◆ **What you are asked to do**: Reproduce exactly, with no other output, every line of the data below from the line containing "the rear window" to the end, inclusive.
================
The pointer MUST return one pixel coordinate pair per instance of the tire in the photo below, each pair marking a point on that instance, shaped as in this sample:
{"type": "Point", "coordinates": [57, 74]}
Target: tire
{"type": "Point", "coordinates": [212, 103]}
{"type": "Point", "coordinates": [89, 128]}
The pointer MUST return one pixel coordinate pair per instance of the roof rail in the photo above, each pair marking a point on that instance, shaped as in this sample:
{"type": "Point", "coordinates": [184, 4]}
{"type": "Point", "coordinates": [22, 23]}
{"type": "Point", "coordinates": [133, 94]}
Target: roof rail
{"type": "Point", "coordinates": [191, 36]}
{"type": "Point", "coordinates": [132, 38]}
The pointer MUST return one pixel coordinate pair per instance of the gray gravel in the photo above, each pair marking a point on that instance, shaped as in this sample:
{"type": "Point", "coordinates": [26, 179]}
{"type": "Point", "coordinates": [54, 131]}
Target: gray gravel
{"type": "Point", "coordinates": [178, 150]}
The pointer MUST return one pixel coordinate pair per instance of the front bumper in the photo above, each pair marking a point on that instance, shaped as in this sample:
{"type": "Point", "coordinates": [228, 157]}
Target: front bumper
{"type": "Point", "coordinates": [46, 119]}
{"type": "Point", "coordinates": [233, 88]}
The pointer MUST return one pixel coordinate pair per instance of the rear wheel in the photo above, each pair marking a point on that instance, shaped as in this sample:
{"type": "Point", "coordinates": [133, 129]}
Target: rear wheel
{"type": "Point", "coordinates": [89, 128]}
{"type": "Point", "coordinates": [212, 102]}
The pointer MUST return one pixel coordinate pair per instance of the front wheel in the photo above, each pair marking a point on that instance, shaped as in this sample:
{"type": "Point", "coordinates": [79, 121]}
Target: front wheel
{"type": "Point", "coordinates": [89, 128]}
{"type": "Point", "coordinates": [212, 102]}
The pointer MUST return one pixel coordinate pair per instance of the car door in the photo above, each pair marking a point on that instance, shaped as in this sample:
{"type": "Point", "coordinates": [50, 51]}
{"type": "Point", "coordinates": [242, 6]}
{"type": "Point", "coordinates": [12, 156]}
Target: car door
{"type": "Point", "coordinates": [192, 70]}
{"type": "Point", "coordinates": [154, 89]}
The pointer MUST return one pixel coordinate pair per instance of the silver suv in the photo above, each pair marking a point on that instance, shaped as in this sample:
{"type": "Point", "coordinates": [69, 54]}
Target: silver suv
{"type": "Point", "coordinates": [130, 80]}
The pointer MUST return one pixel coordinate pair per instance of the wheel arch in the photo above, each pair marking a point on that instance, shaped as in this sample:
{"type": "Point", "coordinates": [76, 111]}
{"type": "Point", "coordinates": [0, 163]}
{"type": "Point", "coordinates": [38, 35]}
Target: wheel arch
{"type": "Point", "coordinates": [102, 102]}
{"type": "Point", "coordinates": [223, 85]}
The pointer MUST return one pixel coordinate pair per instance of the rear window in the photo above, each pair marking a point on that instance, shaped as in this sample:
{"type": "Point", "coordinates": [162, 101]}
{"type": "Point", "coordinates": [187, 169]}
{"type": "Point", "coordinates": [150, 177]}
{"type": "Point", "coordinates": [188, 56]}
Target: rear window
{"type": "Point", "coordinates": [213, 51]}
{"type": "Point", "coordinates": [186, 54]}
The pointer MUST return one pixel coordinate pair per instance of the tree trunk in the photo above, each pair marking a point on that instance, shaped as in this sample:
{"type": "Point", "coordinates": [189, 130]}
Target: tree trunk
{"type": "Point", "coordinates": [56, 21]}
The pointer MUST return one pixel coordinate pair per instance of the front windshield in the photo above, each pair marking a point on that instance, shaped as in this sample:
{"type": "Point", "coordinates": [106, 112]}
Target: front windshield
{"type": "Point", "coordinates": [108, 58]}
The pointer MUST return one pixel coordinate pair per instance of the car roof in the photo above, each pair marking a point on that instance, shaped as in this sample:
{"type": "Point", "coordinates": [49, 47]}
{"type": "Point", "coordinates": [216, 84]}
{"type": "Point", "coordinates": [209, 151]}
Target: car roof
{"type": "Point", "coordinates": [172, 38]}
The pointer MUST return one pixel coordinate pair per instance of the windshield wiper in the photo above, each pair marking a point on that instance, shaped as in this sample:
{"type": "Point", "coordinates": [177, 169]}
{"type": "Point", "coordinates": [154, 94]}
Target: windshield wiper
================
◆ **Full solution**:
The pointer MUST return one pixel coordinate pair per instance of the rear window in the photo above, each pair marking a point on that instance, shaped as in this sample:
{"type": "Point", "coordinates": [162, 101]}
{"type": "Point", "coordinates": [187, 169]}
{"type": "Point", "coordinates": [150, 177]}
{"type": "Point", "coordinates": [188, 56]}
Target: rear window
{"type": "Point", "coordinates": [213, 51]}
{"type": "Point", "coordinates": [186, 54]}
The pointer MUST return one pixel coordinate pair per instance of the tree trunk in the photo above, each pair marking a point on that instance, shaped as in this sample:
{"type": "Point", "coordinates": [189, 130]}
Target: tree trunk
{"type": "Point", "coordinates": [56, 21]}
The pointer MUST return one pixel coordinate pair per instance of the front windshield in the photo above, each pair marking a point on that instance, shaped as in this sample:
{"type": "Point", "coordinates": [106, 112]}
Target: front windshield
{"type": "Point", "coordinates": [108, 58]}
The pointer MUST return one pixel coordinate pair per instance of the car roof in the photo above, each pair marking a point on that instance, shaped as in this sample:
{"type": "Point", "coordinates": [49, 47]}
{"type": "Point", "coordinates": [216, 84]}
{"type": "Point", "coordinates": [209, 151]}
Target: car roof
{"type": "Point", "coordinates": [172, 38]}
The pointer MUST return one pixel coordinate pair per instance of the windshield wiper in the photo above, each pair marking a point on that instance, shaped as in this sample:
{"type": "Point", "coordinates": [177, 169]}
{"type": "Point", "coordinates": [154, 94]}
Target: windshield wiper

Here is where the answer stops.